**Saved data entries:**
########################################
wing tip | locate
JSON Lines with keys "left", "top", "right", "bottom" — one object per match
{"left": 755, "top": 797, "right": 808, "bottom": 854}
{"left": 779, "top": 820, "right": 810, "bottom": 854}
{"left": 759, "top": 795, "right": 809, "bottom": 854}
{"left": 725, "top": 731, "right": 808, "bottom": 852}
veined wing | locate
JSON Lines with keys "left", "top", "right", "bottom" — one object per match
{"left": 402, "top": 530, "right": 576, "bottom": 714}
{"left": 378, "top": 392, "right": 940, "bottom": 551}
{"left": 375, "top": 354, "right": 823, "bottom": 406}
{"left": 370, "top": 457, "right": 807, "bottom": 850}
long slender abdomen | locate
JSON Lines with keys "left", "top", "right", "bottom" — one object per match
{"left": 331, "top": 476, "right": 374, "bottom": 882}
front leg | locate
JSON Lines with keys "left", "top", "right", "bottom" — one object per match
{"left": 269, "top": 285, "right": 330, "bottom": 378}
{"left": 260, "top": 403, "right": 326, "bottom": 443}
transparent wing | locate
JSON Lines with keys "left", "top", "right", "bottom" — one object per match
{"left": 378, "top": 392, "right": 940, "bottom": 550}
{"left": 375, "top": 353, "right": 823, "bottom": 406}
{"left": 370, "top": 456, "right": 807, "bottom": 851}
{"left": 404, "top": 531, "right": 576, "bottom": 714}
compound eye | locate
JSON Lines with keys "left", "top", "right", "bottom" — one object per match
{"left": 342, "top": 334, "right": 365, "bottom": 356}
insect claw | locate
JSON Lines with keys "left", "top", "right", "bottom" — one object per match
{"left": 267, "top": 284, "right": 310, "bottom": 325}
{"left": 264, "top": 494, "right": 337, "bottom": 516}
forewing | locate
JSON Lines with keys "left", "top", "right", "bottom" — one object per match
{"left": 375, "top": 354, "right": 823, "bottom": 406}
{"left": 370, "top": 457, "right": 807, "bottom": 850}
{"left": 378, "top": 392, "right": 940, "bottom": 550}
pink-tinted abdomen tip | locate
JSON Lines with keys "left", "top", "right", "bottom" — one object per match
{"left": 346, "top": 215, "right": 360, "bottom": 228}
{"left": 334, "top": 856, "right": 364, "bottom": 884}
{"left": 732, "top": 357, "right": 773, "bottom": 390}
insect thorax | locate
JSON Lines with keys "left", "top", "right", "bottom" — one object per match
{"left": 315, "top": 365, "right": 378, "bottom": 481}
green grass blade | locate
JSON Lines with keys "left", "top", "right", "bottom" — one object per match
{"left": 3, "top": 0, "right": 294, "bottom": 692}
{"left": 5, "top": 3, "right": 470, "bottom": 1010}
########################################
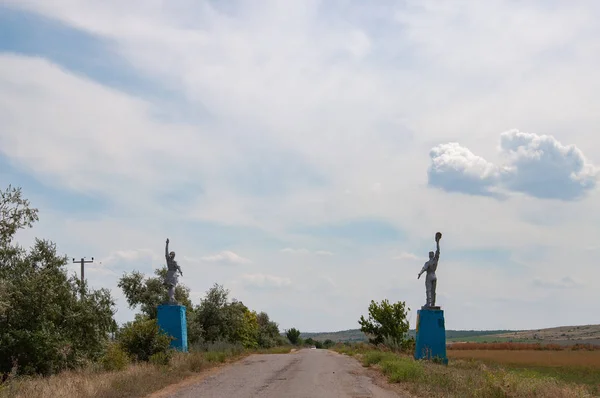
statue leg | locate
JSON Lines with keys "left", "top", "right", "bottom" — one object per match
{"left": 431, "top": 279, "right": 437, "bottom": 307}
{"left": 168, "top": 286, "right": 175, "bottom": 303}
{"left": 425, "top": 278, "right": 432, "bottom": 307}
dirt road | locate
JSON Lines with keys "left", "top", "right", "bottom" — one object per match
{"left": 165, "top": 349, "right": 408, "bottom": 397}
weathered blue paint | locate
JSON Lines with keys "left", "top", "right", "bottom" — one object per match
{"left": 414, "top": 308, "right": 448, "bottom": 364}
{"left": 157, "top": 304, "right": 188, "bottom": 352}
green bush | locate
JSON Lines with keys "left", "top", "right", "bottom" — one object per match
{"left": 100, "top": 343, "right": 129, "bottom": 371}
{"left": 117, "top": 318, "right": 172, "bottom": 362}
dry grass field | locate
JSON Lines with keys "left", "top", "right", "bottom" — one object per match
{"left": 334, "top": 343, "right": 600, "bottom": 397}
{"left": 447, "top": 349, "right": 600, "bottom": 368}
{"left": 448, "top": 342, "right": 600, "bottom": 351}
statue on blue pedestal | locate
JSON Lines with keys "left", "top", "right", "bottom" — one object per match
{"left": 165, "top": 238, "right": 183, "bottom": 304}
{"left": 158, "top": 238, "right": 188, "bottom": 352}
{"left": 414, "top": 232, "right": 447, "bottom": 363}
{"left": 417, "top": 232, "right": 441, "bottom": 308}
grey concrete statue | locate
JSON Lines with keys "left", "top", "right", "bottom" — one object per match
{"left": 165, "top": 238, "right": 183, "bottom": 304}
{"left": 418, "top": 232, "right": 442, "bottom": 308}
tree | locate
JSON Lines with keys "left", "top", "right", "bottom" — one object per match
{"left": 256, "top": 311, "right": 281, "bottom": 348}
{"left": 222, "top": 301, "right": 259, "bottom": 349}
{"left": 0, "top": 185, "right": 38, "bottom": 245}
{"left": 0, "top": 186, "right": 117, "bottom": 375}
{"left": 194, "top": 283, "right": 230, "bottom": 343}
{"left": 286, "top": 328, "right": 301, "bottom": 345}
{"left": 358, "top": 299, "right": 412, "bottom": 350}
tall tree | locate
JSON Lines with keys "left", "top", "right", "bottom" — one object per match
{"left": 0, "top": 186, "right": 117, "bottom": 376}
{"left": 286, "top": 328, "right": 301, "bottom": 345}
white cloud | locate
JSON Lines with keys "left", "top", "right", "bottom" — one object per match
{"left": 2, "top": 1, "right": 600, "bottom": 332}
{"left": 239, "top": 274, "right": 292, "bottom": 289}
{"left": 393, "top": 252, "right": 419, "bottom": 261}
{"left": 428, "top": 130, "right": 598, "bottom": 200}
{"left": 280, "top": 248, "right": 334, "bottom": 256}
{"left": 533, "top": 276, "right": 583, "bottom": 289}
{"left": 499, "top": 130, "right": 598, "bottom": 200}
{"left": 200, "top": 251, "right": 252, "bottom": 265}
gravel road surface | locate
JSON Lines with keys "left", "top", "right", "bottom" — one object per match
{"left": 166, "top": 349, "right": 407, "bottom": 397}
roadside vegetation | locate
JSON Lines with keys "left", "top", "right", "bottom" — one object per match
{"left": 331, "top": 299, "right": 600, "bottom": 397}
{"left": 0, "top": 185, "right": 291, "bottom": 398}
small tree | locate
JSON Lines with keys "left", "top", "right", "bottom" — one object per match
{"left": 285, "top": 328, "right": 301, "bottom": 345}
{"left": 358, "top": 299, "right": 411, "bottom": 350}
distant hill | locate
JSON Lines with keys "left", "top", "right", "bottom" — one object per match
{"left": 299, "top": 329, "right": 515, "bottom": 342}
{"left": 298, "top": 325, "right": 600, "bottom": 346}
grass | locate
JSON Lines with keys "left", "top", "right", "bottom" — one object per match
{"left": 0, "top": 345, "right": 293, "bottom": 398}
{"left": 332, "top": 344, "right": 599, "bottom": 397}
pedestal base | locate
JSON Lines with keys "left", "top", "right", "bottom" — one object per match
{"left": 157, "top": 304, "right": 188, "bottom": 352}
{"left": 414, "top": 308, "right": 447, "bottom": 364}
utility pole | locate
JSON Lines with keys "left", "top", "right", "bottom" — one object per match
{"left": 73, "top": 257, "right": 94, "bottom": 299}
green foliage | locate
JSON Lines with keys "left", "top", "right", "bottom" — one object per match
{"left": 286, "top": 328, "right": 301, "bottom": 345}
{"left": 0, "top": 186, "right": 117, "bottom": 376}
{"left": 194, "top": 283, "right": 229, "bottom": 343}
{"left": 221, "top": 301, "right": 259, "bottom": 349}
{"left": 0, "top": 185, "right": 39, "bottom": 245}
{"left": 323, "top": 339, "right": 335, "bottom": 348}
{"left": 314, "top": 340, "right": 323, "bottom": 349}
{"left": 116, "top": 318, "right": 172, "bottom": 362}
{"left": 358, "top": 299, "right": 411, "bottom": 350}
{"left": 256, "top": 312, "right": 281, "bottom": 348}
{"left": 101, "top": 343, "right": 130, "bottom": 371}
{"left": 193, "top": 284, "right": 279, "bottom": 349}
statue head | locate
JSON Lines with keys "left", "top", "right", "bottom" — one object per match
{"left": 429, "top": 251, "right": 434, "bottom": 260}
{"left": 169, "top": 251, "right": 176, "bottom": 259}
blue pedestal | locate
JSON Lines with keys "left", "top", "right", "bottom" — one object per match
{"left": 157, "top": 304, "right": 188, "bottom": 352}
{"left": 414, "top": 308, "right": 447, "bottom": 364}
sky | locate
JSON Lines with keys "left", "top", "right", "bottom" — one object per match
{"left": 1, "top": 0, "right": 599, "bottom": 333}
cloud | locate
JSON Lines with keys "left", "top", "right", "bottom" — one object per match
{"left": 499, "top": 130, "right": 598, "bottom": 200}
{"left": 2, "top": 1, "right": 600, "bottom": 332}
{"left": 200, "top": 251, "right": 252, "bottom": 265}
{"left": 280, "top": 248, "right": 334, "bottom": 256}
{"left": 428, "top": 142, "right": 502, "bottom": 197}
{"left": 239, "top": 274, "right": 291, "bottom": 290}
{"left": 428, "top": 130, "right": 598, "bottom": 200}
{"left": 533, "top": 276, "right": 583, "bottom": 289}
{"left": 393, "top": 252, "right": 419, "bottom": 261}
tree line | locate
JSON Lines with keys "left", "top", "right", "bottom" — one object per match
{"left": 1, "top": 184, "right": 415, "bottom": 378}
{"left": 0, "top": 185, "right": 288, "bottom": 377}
########################################
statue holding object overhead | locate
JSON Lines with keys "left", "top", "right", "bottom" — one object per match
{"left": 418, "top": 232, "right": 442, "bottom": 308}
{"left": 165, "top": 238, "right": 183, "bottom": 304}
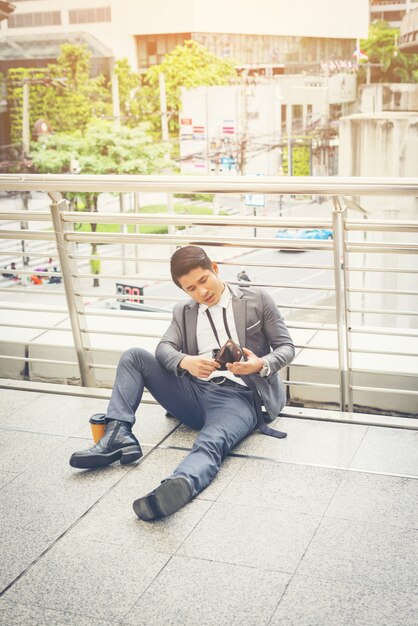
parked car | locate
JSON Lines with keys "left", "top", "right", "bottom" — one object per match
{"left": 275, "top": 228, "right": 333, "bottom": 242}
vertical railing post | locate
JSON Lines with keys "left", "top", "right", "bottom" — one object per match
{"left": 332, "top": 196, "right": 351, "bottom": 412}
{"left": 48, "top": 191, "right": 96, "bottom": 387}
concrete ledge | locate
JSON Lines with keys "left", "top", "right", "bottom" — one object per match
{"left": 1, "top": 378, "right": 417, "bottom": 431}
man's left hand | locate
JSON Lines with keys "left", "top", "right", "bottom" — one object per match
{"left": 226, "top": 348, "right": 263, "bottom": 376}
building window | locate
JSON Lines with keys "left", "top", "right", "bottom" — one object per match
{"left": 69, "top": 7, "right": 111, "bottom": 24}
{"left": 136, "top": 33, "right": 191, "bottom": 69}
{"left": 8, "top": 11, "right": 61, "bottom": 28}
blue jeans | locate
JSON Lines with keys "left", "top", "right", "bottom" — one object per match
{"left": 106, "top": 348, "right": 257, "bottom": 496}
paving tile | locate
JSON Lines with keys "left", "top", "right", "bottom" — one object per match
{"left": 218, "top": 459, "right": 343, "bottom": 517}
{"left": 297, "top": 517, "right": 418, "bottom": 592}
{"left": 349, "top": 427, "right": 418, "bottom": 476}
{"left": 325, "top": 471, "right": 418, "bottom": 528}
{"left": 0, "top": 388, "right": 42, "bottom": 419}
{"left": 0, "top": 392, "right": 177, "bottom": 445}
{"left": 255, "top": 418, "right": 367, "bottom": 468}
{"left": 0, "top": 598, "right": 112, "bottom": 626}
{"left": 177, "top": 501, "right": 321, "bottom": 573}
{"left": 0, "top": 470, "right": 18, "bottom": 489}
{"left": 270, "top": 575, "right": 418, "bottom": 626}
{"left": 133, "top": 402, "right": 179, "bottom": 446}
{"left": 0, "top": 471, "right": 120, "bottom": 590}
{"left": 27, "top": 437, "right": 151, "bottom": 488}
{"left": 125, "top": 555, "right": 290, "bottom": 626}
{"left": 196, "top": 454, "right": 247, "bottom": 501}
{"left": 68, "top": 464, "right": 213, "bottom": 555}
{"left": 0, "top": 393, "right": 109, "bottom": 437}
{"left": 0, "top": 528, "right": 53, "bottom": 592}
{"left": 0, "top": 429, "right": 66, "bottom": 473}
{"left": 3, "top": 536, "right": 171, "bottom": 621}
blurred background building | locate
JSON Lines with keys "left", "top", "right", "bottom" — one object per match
########################################
**EXERCISE DESCRIPTION:** Check each line above for the string "insect" and copy those that have it.

**FINISHED TASK:**
insect claw | locate
insect thorax | locate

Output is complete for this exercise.